Son muchas las quejas sobre la intervención, mejor la interferencia, de los políticos en la vida ciudadana, de forma que están pasando de ser los responsables de cumplir las peticiones de los votantes o sus propios programas electorales, procurando nuestro bienestar, a considerar que las parcelas geográficas que les corresponde administrar son su cortijo, y actuar según su criterio personal o su conveniencia política.
Y no les lleves la contraria ni les critiques, porque serás rojo, facha, o como quieran adjetivarte.
Todos ellos, y muy especialmente algunos de los representantes de la “nueva política”, son, cada vez más, “casta” de iluminados. Los únicos que saben lo “que nos conviene”, practicando una especie de Despotismo Ilustrado que nos devuelve al siglo XVIII, cuando se suponía que los ciudadanos no tenían suficiente nivel cultural para aportar ideas o soluciones, y eran los ilustrados, básicamente los políticos, los que decidían por ellos: “todo para el pueblo, pero sin el pueblo”.
Y, como consecuencia natural de su pretendida superioridad, nuestros ilustrados de hoy tratan de invadir todas las áreas lúdicas o culturales organizadas o gestionadas por nosotros, los mortales, para reorientarlas hacia la buena dirección. Su dirección.

> [Enunciado]: Copia el fragmento del texto citado empezando en "Y no les lleves" y acabando en "dirección. Su dirección.", y sustituye "ilustrados" por "sabios".

> [Datos guardados]:

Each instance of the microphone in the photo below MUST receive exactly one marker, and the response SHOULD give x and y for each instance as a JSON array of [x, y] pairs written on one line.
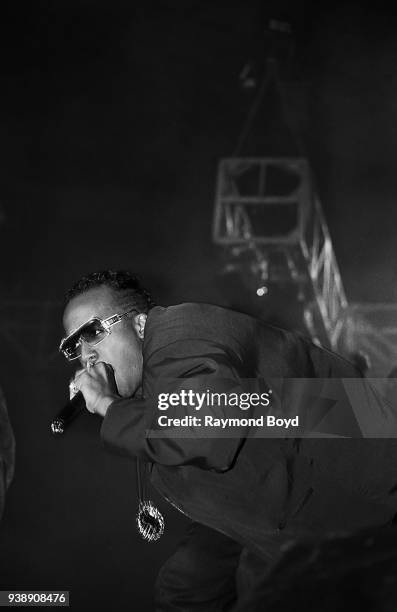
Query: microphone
[[64, 418]]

> [Respuesta final]:
Y no les lleves la contraria ni les critiques, porque serás rojo, facha, o como quieran adjetivarte.
Todos ellos, y muy especialmente algunos de los representantes de la “nueva política”, son, cada vez más, “casta” de iluminados. Los únicos que saben lo “que nos conviene”, practicando una especie de Despotismo Ilustrado que nos devuelve al siglo XVIII, cuando se suponía que los ciudadanos no tenían suficiente nivel cultural para aportar ideas o soluciones, y eran los sabios, básicamente los políticos, los que decidían por ellos: “todo para el pueblo, pero sin el pueblo”.
Y, como consecuencia natural de su pretendida superioridad, nuestros sabios de hoy tratan de invadir todas las áreas lúdicas o culturales organizadas o gestionadas por nosotros, los mortales, para reorientarlas hacia la buena dirección. Su dirección.